**TASK REQUIREMENTS:**
**A)** In the bee suit thread, how long is the first poster's inseam?
**B)** Reproduce the listing word for word, starting at the line that contains "Return one point per instance of the floating" and ending at the end of the listing, both included. Leave out the pictures.

I'm looking at the Mann Lake Vented Suit but I am having a heck of a time figuring out what size to order. I was originally considering the large suit, but I am worried that will be WAY to big. I am 5'5" and weigh 168lbs. Using the sizing chart, my weight is greater than the medium suit. That being said I do Crossfit and play Roller Derby so despite my weight, I am a fairly average sized girl (Size 8). There should be a correlation between the suit and ladies pants sizes in the chart for us dummies... lol.

If you go by measurements, it seems that I need the medium suit. I've got a 29 inch inseam. Should I go with the large and then deal with it if it is too big? or go with the Medium and hope it fits? Decisions, decisions. This is my first bee suit. I am a new-bee.


----------



## KPeacock

nobody can use a chart to correlate to fem ale pants sizes. As far as I can tell from my wife, females can fit into jeans ranging about 6 or 8 sizes depending on manufacturer. thats pretty hard to work into a meaningful comparison chart.

Dataset rows showing where objects appear

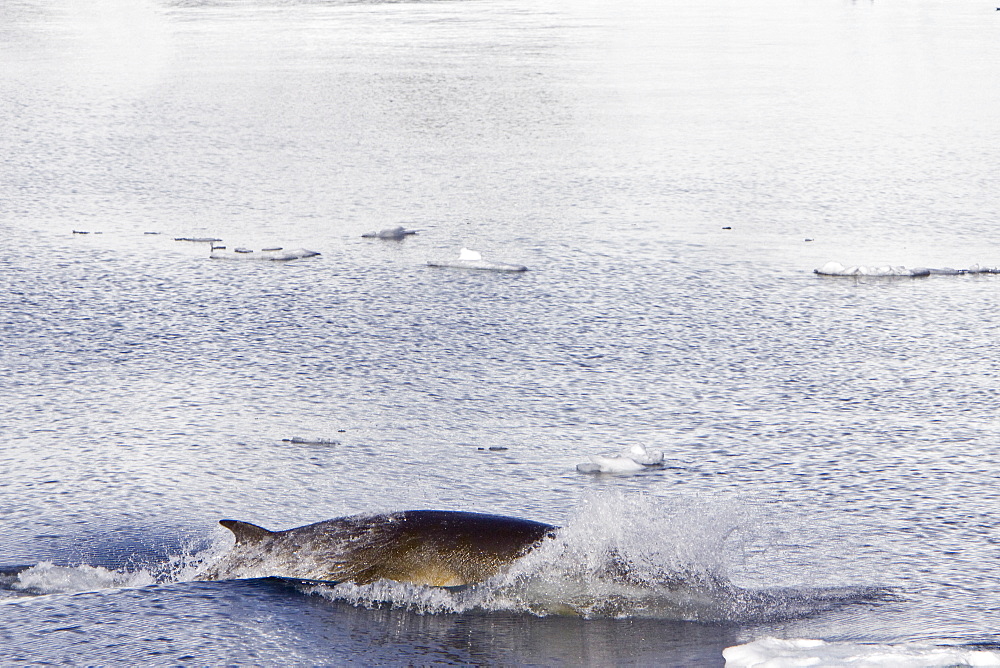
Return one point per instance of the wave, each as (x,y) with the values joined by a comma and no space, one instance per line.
(620,556)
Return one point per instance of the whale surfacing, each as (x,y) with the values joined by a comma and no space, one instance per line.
(426,547)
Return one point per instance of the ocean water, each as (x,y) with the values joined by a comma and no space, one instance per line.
(671,173)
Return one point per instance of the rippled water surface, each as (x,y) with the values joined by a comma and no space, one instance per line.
(671,173)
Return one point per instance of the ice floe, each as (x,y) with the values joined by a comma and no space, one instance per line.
(470,259)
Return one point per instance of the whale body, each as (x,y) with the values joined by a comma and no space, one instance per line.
(426,547)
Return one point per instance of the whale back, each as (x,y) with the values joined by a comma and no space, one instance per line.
(430,547)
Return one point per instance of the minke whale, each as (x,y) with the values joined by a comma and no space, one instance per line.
(426,547)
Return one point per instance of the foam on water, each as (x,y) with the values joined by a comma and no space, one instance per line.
(620,556)
(779,653)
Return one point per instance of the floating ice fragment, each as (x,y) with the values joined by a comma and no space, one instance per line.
(470,259)
(398,232)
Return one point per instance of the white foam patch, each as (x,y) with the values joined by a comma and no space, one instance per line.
(47,578)
(792,653)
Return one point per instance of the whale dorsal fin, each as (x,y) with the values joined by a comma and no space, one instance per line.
(245,532)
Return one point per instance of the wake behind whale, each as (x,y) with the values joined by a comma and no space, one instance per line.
(617,556)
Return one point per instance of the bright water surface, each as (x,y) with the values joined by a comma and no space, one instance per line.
(832,443)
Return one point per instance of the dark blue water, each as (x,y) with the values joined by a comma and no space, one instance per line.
(670,174)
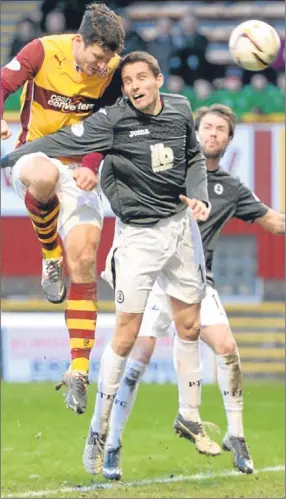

**SOLVED TASKS:**
**A)** 29 inches.

**B)**
Return one point per instance of the floating ice fragment, each as (x,y) with the values joined by a comma and no space, one instance per line.
(470,259)
(398,232)
Return one point per instance of the white foam patch, each as (x,y) with the values joined by a comma and no space, one instance per line.
(47,578)
(792,653)
Return one point per instance of the whale dorsal fin, each as (x,y) with the values joined by a comma and no space, one instance per line.
(245,532)
Return one point per instance of the wake behind whale, each as (x,y) with the values joined by a comma and no space, one instance per line.
(617,556)
Return one point per instance of the bright water surface, each as (x,y) with the values joined by a comma and no space, one instance per line.
(832,443)
Return one point per instance of the dark blue water, each as (x,y) with the values joined by a comma and no space, one instance per line.
(670,174)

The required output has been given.